# [Instructions for the task]
Reproduce the following lines without any changes.

[Entries from an annotation dataset]
==============================

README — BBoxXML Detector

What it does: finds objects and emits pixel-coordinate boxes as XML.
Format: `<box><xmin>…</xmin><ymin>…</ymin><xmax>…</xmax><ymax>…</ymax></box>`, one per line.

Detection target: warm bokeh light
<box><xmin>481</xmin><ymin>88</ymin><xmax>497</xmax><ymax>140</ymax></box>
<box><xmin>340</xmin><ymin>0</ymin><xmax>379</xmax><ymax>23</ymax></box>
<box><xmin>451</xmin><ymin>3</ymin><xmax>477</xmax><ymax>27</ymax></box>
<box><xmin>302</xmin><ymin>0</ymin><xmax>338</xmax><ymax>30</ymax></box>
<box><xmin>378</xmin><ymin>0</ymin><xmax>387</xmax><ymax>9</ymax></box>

==============================

# [Result below]
README — BBoxXML Detector

What it does: finds objects and emits pixel-coordinate boxes as XML.
Format: `<box><xmin>…</xmin><ymin>…</ymin><xmax>…</xmax><ymax>…</ymax></box>`, one per line.

Detection target: warm bokeh light
<box><xmin>481</xmin><ymin>88</ymin><xmax>497</xmax><ymax>140</ymax></box>
<box><xmin>340</xmin><ymin>0</ymin><xmax>379</xmax><ymax>23</ymax></box>
<box><xmin>451</xmin><ymin>3</ymin><xmax>477</xmax><ymax>27</ymax></box>
<box><xmin>302</xmin><ymin>0</ymin><xmax>338</xmax><ymax>30</ymax></box>
<box><xmin>378</xmin><ymin>0</ymin><xmax>387</xmax><ymax>9</ymax></box>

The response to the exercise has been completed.